**Stated goal**
Write out every line of the material exactly as it appears.

**Input data**

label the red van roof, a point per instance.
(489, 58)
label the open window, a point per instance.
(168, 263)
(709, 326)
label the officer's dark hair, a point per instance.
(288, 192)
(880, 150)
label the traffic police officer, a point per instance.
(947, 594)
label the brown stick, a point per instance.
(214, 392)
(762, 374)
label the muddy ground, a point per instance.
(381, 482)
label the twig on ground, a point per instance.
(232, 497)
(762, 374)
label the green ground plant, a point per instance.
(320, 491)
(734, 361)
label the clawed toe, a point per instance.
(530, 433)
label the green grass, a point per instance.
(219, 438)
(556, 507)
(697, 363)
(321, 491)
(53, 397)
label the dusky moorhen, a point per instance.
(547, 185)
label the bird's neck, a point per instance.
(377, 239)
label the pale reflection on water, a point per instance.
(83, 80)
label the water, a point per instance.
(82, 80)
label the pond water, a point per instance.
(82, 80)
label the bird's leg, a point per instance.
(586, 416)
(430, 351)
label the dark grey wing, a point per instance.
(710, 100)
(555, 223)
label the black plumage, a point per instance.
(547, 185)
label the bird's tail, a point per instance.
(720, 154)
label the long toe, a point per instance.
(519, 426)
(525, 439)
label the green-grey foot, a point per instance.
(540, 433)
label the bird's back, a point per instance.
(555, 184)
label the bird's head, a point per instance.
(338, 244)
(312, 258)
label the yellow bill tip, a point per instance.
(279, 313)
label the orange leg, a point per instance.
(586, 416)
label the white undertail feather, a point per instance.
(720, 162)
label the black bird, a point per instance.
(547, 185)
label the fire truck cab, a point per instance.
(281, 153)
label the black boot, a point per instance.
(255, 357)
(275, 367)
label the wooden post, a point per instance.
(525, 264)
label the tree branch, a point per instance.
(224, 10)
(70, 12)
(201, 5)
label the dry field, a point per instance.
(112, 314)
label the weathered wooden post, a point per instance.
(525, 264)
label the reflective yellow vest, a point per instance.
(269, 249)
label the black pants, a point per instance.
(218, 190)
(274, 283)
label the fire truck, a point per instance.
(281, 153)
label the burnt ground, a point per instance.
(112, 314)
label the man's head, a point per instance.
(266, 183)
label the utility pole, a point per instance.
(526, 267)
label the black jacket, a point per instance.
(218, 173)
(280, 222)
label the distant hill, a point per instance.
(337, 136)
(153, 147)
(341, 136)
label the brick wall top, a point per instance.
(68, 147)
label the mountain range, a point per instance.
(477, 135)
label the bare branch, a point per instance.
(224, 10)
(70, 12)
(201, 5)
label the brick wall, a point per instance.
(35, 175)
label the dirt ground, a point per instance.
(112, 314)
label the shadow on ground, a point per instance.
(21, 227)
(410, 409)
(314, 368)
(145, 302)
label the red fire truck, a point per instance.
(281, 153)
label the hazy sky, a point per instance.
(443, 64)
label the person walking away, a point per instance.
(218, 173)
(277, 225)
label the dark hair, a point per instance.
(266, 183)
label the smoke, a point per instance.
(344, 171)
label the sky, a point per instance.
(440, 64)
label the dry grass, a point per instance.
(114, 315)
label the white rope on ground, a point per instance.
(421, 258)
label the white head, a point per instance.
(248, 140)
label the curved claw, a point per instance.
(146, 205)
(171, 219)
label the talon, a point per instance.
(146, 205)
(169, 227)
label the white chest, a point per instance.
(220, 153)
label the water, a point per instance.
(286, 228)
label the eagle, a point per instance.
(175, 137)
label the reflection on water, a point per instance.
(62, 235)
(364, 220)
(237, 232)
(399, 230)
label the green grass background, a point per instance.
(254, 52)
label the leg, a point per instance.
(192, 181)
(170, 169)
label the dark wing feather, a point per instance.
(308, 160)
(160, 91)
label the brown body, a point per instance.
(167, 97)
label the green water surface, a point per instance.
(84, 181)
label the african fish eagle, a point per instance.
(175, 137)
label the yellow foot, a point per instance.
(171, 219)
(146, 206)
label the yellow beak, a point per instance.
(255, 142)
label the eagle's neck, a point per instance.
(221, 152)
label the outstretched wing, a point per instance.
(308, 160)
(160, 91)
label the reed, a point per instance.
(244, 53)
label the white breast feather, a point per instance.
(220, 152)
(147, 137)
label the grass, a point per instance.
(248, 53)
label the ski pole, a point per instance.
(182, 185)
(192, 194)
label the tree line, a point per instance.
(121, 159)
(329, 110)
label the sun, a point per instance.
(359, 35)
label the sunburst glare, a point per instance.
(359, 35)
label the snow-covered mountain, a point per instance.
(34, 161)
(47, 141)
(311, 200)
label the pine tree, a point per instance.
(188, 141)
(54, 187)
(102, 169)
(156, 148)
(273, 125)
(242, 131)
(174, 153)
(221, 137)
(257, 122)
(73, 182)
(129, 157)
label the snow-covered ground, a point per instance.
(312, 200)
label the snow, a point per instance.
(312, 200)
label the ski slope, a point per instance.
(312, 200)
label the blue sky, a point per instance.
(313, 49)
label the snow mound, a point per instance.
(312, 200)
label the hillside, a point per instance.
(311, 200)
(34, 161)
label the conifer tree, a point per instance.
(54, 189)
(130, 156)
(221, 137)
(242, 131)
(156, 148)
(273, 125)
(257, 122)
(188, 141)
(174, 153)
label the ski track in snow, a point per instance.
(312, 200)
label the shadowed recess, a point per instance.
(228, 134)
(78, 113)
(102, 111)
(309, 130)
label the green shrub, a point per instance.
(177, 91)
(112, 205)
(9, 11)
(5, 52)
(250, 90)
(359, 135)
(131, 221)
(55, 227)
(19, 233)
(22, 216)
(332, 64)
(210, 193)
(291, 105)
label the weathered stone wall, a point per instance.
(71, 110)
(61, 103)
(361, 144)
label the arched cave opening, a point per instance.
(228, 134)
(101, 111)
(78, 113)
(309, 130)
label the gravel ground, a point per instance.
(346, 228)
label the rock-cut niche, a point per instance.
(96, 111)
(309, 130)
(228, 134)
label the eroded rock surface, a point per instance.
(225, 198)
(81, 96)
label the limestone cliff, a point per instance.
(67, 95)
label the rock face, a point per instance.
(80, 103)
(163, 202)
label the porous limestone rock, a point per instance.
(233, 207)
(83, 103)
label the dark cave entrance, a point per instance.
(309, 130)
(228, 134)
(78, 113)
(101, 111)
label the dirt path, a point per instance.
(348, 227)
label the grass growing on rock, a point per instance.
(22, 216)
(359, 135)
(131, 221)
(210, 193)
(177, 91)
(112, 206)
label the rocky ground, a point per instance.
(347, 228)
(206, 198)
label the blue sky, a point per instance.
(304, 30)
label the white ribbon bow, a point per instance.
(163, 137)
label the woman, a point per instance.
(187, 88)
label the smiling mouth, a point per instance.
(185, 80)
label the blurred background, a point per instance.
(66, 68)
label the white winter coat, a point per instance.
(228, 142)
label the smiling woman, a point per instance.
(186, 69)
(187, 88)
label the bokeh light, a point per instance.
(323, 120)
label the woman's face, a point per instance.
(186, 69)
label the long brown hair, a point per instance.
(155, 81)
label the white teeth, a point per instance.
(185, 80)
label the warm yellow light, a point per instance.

**The reply**
label the red van roof, a point per instance.
(489, 58)
label the open window, a point per instance.
(168, 263)
(709, 326)
label the officer's dark hair, a point per instance.
(288, 192)
(880, 150)
label the traffic police officer, a point per instance.
(947, 594)
label the brown stick, a point per instance.
(214, 392)
(762, 374)
label the muddy ground, a point per instance.
(381, 482)
label the twig on ground, a point per instance.
(232, 497)
(762, 374)
label the green ground plant, a point per instance.
(320, 491)
(734, 361)
label the clawed toe, a point per instance.
(530, 433)
label the green grass, a point per instance.
(219, 438)
(556, 507)
(697, 363)
(321, 491)
(53, 397)
label the dusky moorhen, a point per instance.
(547, 185)
label the bird's neck, a point per instance.
(377, 239)
label the pale reflection on water, a point per instance.
(83, 80)
label the water, a point per instance.
(82, 80)
label the pond water, a point per instance.
(82, 80)
label the bird's leg, a point per instance.
(586, 416)
(430, 351)
label the dark grey wing, a point per instance.
(710, 100)
(555, 223)
label the black plumage, a point per instance.
(547, 185)
label the bird's tail, a point per instance.
(720, 154)
label the long toe, a point per instance.
(519, 426)
(525, 439)
label the green-grey foot, a point per instance.
(540, 433)
label the bird's back, a point per instance.
(555, 184)
label the bird's head, a point per instance.
(338, 244)
(312, 258)
label the yellow bill tip, a point per instance.
(279, 313)
label the orange leg, a point per instance.
(586, 416)
label the white undertail feather, a point per instance.
(720, 162)
label the black bird, a point per instance.
(547, 185)
label the fire truck cab, a point per instance.
(281, 153)
label the black boot, a point per instance.
(255, 357)
(275, 367)
label the wooden post, a point per instance.
(525, 264)
label the tree branch, a point per instance.
(224, 10)
(70, 12)
(201, 5)
label the dry field, a point per instance.
(112, 314)
label the weathered wooden post, a point per instance.
(525, 264)
label the reflective yellow vest, a point per instance.
(269, 249)
label the black pants, a point per instance.
(218, 190)
(274, 283)
label the fire truck, a point per instance.
(281, 153)
label the burnt ground, a point per instance.
(112, 314)
label the man's head, a point per instance.
(266, 183)
label the utility pole, a point per instance.
(526, 267)
label the black jacket, a point per instance.
(218, 173)
(280, 222)
label the distant hill, a point per instance.
(337, 136)
(153, 147)
(341, 136)
label the brick wall top, a point per instance.
(68, 147)
label the mountain range, a point per instance.
(477, 135)
label the bare branch, a point per instance.
(224, 10)
(70, 12)
(201, 5)
label the brick wall, a point per instance.
(35, 175)
label the dirt ground, a point per instance.
(112, 314)
label the shadow on ground, a point per instance.
(21, 227)
(410, 409)
(314, 368)
(145, 302)
label the red fire truck, a point per instance.
(281, 153)
label the hazy sky, a point per instance.
(443, 64)
label the person walking away, a point per instance.
(218, 173)
(277, 225)
label the dark hair, a point per instance.
(266, 183)
label the smoke, a point per instance.
(344, 171)
label the sky, a point per instance.
(440, 64)
label the dry grass, a point per instance.
(114, 315)
label the white rope on ground, a point per instance.
(421, 258)
label the white head, a point per instance.
(248, 140)
label the curved claw, a point per instance.
(146, 205)
(171, 219)
label the talon, a point per instance.
(146, 205)
(169, 227)
label the white chest, a point per instance.
(220, 153)
label the water, a point per instance.
(286, 228)
label the eagle, a point per instance.
(175, 137)
label the reflection on water, a point per instance.
(62, 235)
(364, 220)
(237, 232)
(399, 230)
label the green grass background, a point per instance.
(254, 52)
label the leg, a point per instance.
(192, 181)
(170, 169)
label the dark wing feather, a point per instance.
(308, 160)
(160, 91)
label the brown body, a point per instance.
(167, 97)
label the green water surface, a point per instance.
(84, 181)
label the african fish eagle, a point per instance.
(175, 137)
label the yellow foot, a point per instance.
(171, 219)
(146, 206)
label the yellow beak, a point per instance.
(255, 142)
label the eagle's neck, a point per instance.
(221, 152)
label the outstretched wing, a point per instance.
(308, 160)
(160, 91)
label the reed, a point per instance.
(244, 53)
label the white breast feather, a point per instance.
(220, 152)
(147, 137)
label the grass, a point per instance.
(248, 53)
label the ski pole, a point per instance.
(182, 185)
(192, 194)
label the tree line, a point per instance.
(121, 159)
(329, 110)
label the sun, a point per instance.
(359, 35)
label the sunburst glare, a point per instance.
(359, 35)
label the snow-covered mountain, a point per instance.
(34, 161)
(47, 141)
(311, 200)
label the pine tree, a point per instance.
(188, 141)
(54, 187)
(102, 169)
(156, 148)
(273, 125)
(242, 131)
(174, 153)
(221, 137)
(257, 122)
(73, 182)
(129, 157)
label the snow-covered ground, a point per instance.
(312, 200)
label the snow, a point per instance.
(312, 200)
label the ski slope, a point per instance.
(312, 200)
label the blue sky, a point per instance.
(313, 49)
label the snow mound, a point per instance.
(312, 200)
label the hillside, a point per instance.
(311, 200)
(34, 161)
label the conifer tree, a point per instance.
(54, 189)
(130, 156)
(221, 137)
(242, 131)
(156, 148)
(273, 125)
(257, 122)
(188, 141)
(174, 153)
label the ski track in snow, a point per instance.
(312, 200)
label the shadowed recess, a point per instance.
(228, 134)
(78, 113)
(102, 111)
(309, 130)
label the green shrub, a point per instance.
(177, 91)
(112, 205)
(9, 11)
(5, 52)
(250, 90)
(359, 135)
(131, 221)
(55, 227)
(19, 233)
(22, 216)
(332, 64)
(210, 193)
(291, 105)
label the weathered stone wall, a point per instance.
(71, 110)
(61, 103)
(361, 144)
label the arched cave opening, a point per instance.
(228, 134)
(101, 111)
(78, 113)
(309, 130)
label the gravel ground, a point per instance.
(346, 228)
label the rock-cut niche, a point per instance.
(96, 111)
(309, 130)
(228, 134)
label the eroded rock surface, a point per instance.
(225, 198)
(81, 96)
label the limestone cliff, a point per instance.
(67, 95)
label the rock face, a point per instance.
(80, 103)
(163, 202)
label the porous limestone rock, a point per instance.
(233, 207)
(83, 103)
label the dark cave entrance, a point per instance.
(309, 130)
(228, 134)
(78, 113)
(101, 111)
label the dirt path, a point per instance.
(348, 227)
label the grass growing on rock, a point per instance.
(22, 216)
(359, 135)
(131, 221)
(210, 193)
(177, 91)
(112, 206)
label the rocky ground, a point per instance.
(347, 228)
(206, 198)
label the blue sky, a point per instance.
(304, 30)
label the white ribbon bow, a point per instance.
(163, 137)
label the woman, a point per instance.
(187, 88)
label the smiling mouth, a point per instance.
(185, 80)
label the blurred background, a point per instance.
(66, 68)
label the white winter coat, a point per instance.
(228, 142)
label the smiling woman, a point per instance.
(186, 69)
(187, 88)
label the bokeh light, a point per instance.
(323, 120)
label the woman's face, a point per instance.
(186, 69)
label the long brown hair, a point per instance.
(155, 81)
label the white teeth, a point per instance.
(185, 80)
label the warm yellow light, a point per instance.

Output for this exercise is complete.